• _Direction A_: Reproduce word for word the passage of the commentary on Shylock starting at "And yet, while" and ending at "when showing none?".

• _Page text_:
Shakespeare was not being particularly enlightened in his portrayal of Shylock. The only real character we have to compare with Shylock in Elizabethan drama is Barabas of Marlowe's The Jew of Malta. While Shylock is rendered with more humanizing brush strokes of character than Barabas, he shares with Barabas all the traits that an Elizabethan audience would expect of Jews: greed, preoccupation with money, and a thirst for vengeance against Christians.

At the same time, it is hard to blame Marlowe and Shakespeare for representing their societal mores. To the Elizabethans, even of cosmopolitan London, a Jew was nearly as alien as a Martian. With the expulsion of Jews from England in 1290 during the reign of Edward I, there simply were no professed Jews in the country to rebut such portrayals. England wouldn't even begin letting Jews back into the realm until the mid-1600s, and only then if they converted to Christianity. Also, when viewed against the backdrop of England's virtual war with Catholicism and the growing enmity between Puritans and the Church of England, the Elizabethan's loathing distrust of those beyond their heterodoxy can at least be understood. The English certainly weren't any more biased against the Jews than their European brethren of the day.

And yet, while we may bring more sympathy to Shylock with our contemporary sensibilities (or guilt, if you prefer), the fact remains that Shylock is a character ultimately written to generate schadenfreude in the audience rather than pity. The glee with which he pursues his "justice" against Antonio, the intractability he displays in refusing to accept even twice the amount of money he's owed, his arrogance and malice all serve to turn the audience against him. Portia's speech below sets him up for the fall to come. How can one expect mercy when showing none?

Despite the cold precision with which Portia eventually dissects Shylock's bond, here she tries dangling the carrot before delivering the stick. The speech also serves as an articulate statement of one of the play's major themes; at the same time, however, it calls the very idea of mercy into question. It can be further seen as a tacit conflict between the Old Testament (an eye for an eye) and New Testament (turn the other cheek), played out in the courtroom. At the end, we can't help feeling that justice and mercy have been somewhat misappropriated by both sides, and the result is an ending that leaves a bitter aftertaste. Such is the problem of rendering a character—especially a Jew—both as antagonist and victim. It leaves us with more questions about mercy than answers.

The quality of mercy is not strain'd,
It droppeth as the gentle rain from heaven
Upon the place beneath: it is twice blest;
It blesseth him that gives and him that takes:
'Tis mightiest in the mightiest: it becomes
The thronéd monarch better than his crown;
His sceptre shows the force of temporal power,
The attribute to awe and majesty,
Wherein doth sit the dread and fear of kings;
But mercy is above this sceptred sway;
It is enthronéd in the hearts of kings,
It is an attribute to God himself;
And earthly power doth then show likest God's
When mercy seasons justice. Therefore, Jew,
Though justice be thy plea, consider this,
That, in the course of justice, none of us
Should see salvation: we do pray for mercy;
And that same prayer doth teach us all to render
The deeds of mercy. I have spoke thus much
To mitigate the justice of thy plea;
Which if thou follow, this strict court of Venice
Must needs give sentence 'gainst the merchant there.

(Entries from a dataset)
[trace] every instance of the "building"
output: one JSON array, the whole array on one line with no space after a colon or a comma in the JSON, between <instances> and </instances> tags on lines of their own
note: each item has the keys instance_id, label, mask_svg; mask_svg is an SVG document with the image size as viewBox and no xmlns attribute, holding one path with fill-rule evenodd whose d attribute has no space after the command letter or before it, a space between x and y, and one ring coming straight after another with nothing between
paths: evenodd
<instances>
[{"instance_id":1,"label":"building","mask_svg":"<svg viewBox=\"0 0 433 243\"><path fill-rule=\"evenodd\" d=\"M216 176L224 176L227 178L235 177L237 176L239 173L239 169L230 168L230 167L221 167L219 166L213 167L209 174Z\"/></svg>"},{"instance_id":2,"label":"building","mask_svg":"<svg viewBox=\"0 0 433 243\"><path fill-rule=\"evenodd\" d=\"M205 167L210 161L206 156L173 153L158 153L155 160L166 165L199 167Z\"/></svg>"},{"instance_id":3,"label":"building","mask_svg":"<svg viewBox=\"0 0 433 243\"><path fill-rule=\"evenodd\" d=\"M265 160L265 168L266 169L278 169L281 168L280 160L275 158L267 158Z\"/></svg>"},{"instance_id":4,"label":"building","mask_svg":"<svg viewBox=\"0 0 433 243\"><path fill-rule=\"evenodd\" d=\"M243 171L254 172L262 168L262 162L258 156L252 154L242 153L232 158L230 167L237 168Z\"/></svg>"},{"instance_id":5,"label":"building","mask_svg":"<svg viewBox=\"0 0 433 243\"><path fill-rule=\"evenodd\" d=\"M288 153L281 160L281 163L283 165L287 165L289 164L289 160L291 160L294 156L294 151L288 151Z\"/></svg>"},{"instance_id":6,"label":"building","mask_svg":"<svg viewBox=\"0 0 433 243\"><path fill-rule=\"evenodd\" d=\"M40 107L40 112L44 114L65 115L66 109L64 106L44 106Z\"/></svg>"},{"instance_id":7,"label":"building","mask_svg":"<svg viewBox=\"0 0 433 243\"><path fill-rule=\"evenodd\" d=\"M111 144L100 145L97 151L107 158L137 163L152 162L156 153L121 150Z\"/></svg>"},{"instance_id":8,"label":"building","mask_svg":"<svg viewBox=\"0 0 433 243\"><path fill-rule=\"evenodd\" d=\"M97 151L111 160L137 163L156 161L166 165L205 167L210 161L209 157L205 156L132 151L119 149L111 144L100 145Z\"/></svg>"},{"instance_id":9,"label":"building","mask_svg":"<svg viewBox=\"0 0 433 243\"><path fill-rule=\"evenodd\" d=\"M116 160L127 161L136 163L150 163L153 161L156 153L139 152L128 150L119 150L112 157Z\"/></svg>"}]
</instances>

• _Direction B_: Recast the lines of the listing, starting at its first line and ending at the line containing "output: one JSON", as a Markdown table with the columns No. and Line, leaving out blank lines.

• _Full output A_:
And yet, while we may bring more sympathy to Shylock with our contemporary sensibilities (or guilt, if you prefer), the fact remains that Shylock is a character ultimately written to generate schadenfreude in the audience rather than pity. The glee with which he pursues his "justice" against Antonio, the intractability he displays in refusing to accept even twice the amount of money he's owed, his arrogance and malice all serve to turn the audience against him. Portia's speech below sets him up for the fall to come. How can one expect mercy when showing none?

• _Full output B_:
| No. | Line |
|---|---|
| 1 | [trace] every instance of the "building" |
| 2 | output: one JSON array, the whole array on one line with no space after a colon or a comma in the JSON, between <instances> and </instances> tags on lines of their own |